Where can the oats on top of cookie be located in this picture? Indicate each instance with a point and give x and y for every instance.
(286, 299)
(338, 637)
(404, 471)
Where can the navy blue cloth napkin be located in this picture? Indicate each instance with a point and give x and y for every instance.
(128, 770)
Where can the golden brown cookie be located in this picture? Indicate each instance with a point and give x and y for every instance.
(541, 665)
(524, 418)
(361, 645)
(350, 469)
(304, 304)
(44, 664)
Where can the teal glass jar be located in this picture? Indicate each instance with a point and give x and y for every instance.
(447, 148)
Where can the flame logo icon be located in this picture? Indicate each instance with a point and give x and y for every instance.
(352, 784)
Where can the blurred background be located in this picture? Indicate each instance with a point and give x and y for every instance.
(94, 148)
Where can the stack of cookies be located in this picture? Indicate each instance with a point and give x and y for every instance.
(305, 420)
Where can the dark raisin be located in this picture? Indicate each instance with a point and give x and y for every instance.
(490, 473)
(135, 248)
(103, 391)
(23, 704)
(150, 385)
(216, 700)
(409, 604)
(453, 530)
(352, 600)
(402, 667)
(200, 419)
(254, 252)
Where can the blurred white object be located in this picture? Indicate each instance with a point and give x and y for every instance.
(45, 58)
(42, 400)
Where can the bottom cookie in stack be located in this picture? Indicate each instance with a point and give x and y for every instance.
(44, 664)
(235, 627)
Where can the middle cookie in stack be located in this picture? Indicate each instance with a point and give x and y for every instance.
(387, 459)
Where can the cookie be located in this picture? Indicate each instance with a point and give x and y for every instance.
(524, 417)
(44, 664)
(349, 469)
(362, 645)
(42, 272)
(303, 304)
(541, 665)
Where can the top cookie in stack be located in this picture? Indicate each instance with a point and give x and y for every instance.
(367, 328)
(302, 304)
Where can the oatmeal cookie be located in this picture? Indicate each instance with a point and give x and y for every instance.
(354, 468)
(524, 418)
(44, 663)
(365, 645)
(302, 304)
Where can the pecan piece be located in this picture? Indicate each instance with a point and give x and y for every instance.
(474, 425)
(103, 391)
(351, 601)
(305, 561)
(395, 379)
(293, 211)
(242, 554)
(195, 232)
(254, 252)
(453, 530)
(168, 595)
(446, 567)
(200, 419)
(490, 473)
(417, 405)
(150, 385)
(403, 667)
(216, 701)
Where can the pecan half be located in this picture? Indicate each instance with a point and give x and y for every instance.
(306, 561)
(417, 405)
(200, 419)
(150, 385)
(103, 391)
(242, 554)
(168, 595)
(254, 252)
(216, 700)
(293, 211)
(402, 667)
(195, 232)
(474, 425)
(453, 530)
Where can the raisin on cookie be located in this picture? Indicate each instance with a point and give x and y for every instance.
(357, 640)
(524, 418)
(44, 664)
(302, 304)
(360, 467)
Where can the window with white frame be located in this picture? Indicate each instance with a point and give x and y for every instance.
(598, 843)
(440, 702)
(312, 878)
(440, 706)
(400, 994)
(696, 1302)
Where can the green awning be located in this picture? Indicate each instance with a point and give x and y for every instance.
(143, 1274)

■ ■ ■ ■

Instruction — Copy every one of the records above word for word, with no changes.

Complete output —
Where can the oats on top of cookie be located in this picture? Indicate each instance with a point and give x and y for every instance.
(286, 299)
(338, 637)
(404, 471)
Where can the navy blue cloth napkin be located in this picture? Indicate each instance with a point and give x and y for every instance.
(128, 770)
Where can the golden brown cookie be located in this picture? Indicate each instance with a point and give x and y for every instance.
(541, 665)
(524, 418)
(361, 645)
(350, 469)
(304, 304)
(44, 664)
Where can the teal glass jar be located in this picture? Indicate each instance with a point and give x and y for every instance.
(447, 148)
Where can the flame logo icon be located in this picture? Indicate each instance with a point and give x and y for every instance.
(352, 784)
Where can the blurred background be located in this picture? Indicate each instance with a point and give x and y for every instance.
(94, 148)
Where can the stack of cookies be located in this picture? Indicate each instance with a point and give x and y for every instance.
(305, 420)
Where can the dark raisin be located in this picture? Indicate each instance with a point and give x and y for every instance.
(490, 473)
(135, 248)
(103, 391)
(23, 704)
(150, 385)
(216, 700)
(409, 604)
(453, 530)
(352, 600)
(402, 667)
(200, 419)
(254, 252)
Where can the blurred white object be located in this picture? Indicate each instance with a point and give x and y for every instance.
(45, 58)
(42, 400)
Where can the bottom cookie in stack be located in this picture? Indicate each instance with a point and give x and y for every instance.
(44, 664)
(235, 627)
Where can the middle cookie in stack be located in this picture? Indicate each instance with a point and give x and y for every instance.
(387, 459)
Where can the cookie be located in this picture? Indicate each instance with a point and give x and y for every instance.
(524, 417)
(44, 664)
(349, 469)
(362, 645)
(42, 272)
(303, 304)
(541, 665)
Where can the top cookie in stack be located in this picture? Indicate each instance with a point and give x and y for every instance.
(367, 328)
(302, 304)
Where can the oatmeal cookie be located in this picture? Indicate each instance with a point and give x and y for every instance.
(354, 468)
(524, 418)
(44, 663)
(365, 645)
(302, 304)
Where can the pecan piece be located in this picture? Indicate each instance with a point and give x and y for every instance.
(474, 425)
(103, 391)
(351, 601)
(305, 561)
(395, 379)
(293, 211)
(242, 554)
(195, 232)
(254, 252)
(453, 530)
(168, 595)
(446, 567)
(200, 419)
(490, 473)
(417, 405)
(150, 385)
(403, 667)
(216, 701)
Where can the pecan half be located in this picture? Indicate each instance with a point and give x and y for every instance.
(306, 561)
(417, 405)
(200, 419)
(150, 385)
(103, 391)
(242, 554)
(168, 595)
(254, 252)
(216, 700)
(293, 211)
(402, 667)
(195, 232)
(474, 425)
(453, 530)
Where can the raisin on cookie be located in this picture? Indicate each instance with a point and give x and y for every instance.
(357, 640)
(524, 418)
(44, 664)
(302, 304)
(360, 467)
Where can the window with white frame be located in this picture? Indicate each instance with a point and give x and y for every instance.
(598, 843)
(440, 702)
(312, 878)
(440, 706)
(400, 994)
(696, 1302)
Where can the green awning be located in this picture? Indicate each instance with a point and give x and y for every instance.
(143, 1274)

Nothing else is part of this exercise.